Exercise 1:
Put the lines of the records, from the very first line up to and including the line that contains "148], [256, 158]]]", into a Markdown table with the columns Row and Line, numbering each row and leaving out blank lines.

Passage:

"""

Breakfast - Roger Donaldson on Photography

Television (Excerpts) – 2007

That's how it all started out really, it was my passion for photography in a way that I think it was one of the reasons that I really stayed in New Zealand ... I was going to be a geologist, when I came here to New Zealand it was a way to escape Australia and escape the sort of pressure from my family to you know 'get a real job' and I came here and became a photographer...
– Director Roger Donaldson on his early days as a photographer in New Zealand
The stills were always a real passion, but I just wanted to go further, I guess.
– Roger Donaldson on moving on from still photography
As the plane took off for LA I sat back in my seat with a drink in my hand and watched a replay of the six o'clock news. The first story up, accompanied by graphic news footage, was about a storage facility burning to the ground — the very same storage facility where I had, just that day, stored all the treasures and memento of my life. Among the stored items that went up in smoke were the years of negatives and prints that I had made since starting out taking photos in my teens. As I sat there it was hard to comprehend what a loss this was.

"""

Provided information:
"""

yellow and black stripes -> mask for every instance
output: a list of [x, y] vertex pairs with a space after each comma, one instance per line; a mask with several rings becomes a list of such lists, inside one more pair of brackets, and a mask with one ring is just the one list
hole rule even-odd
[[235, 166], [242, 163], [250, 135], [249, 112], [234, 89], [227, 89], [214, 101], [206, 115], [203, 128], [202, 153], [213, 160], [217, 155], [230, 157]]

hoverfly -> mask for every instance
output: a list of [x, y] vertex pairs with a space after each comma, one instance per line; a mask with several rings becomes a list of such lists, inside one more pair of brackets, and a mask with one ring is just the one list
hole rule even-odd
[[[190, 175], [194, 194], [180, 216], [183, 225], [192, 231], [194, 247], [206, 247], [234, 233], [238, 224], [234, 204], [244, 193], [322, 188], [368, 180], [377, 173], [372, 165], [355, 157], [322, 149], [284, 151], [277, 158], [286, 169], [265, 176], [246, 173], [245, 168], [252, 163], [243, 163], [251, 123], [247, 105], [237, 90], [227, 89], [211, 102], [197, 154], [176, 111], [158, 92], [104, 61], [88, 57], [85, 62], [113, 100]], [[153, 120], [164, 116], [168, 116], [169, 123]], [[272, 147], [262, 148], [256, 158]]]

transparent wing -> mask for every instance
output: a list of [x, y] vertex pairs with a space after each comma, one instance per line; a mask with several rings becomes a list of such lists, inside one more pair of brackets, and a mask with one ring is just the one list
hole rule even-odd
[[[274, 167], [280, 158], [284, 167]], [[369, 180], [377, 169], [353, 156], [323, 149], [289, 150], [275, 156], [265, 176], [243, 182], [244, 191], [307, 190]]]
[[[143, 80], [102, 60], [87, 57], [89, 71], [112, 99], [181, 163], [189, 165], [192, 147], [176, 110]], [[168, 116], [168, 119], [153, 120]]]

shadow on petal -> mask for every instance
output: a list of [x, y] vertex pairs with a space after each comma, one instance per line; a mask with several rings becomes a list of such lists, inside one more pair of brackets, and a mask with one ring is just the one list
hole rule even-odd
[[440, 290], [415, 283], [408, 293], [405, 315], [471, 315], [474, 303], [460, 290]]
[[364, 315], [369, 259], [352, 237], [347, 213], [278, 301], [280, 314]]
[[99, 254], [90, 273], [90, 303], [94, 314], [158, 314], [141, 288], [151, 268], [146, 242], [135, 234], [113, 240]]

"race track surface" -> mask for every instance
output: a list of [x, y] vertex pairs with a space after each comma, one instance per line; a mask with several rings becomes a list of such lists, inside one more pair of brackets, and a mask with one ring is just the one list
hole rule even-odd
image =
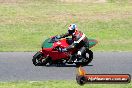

"""

Exercise 2:
Write out the passage about Roger Donaldson and photography from "Television (Excerpts) –" up to and including "became a photographer...", substituting "botanist" for "geologist".

Exercise solution 1:
| Row | Line |
|---|---|
| 1 | yellow and black stripes -> mask for every instance |
| 2 | output: a list of [x, y] vertex pairs with a space after each comma, one instance per line; a mask with several rings becomes a list of such lists, inside one more pair of brackets, and a mask with one ring is just the one list |
| 3 | hole rule even-odd |
| 4 | [[235, 166], [242, 163], [250, 135], [249, 112], [234, 89], [227, 89], [214, 101], [206, 115], [203, 128], [202, 153], [213, 160], [217, 155], [230, 157]] |
| 5 | hoverfly -> mask for every instance |
| 6 | output: a list of [x, y] vertex pairs with a space after each comma, one instance per line; a mask with several rings becomes a list of such lists, inside one more pair of brackets, and a mask with one ring is just the one list |
| 7 | hole rule even-odd |
| 8 | [[[190, 175], [194, 194], [180, 216], [183, 225], [192, 231], [194, 247], [206, 247], [234, 233], [238, 224], [234, 204], [244, 193], [322, 188], [368, 180], [377, 173], [372, 165], [355, 157], [322, 149], [284, 151], [277, 158], [286, 169], [265, 176], [246, 173], [245, 168], [252, 163], [243, 163], [251, 123], [247, 105], [237, 90], [227, 89], [211, 102], [197, 154], [176, 111], [158, 92], [104, 61], [88, 57], [85, 62], [113, 100]], [[153, 120], [164, 116], [168, 116], [169, 123]], [[272, 147], [262, 148], [256, 158]]] |

Exercise solution 2:
Television (Excerpts) – 2007

That's how it all started out really, it was my passion for photography in a way that I think it was one of the reasons that I really stayed in New Zealand ... I was going to be a botanist, when I came here to New Zealand it was a way to escape Australia and escape the sort of pressure from my family to you know 'get a real job' and I came here and became a photographer...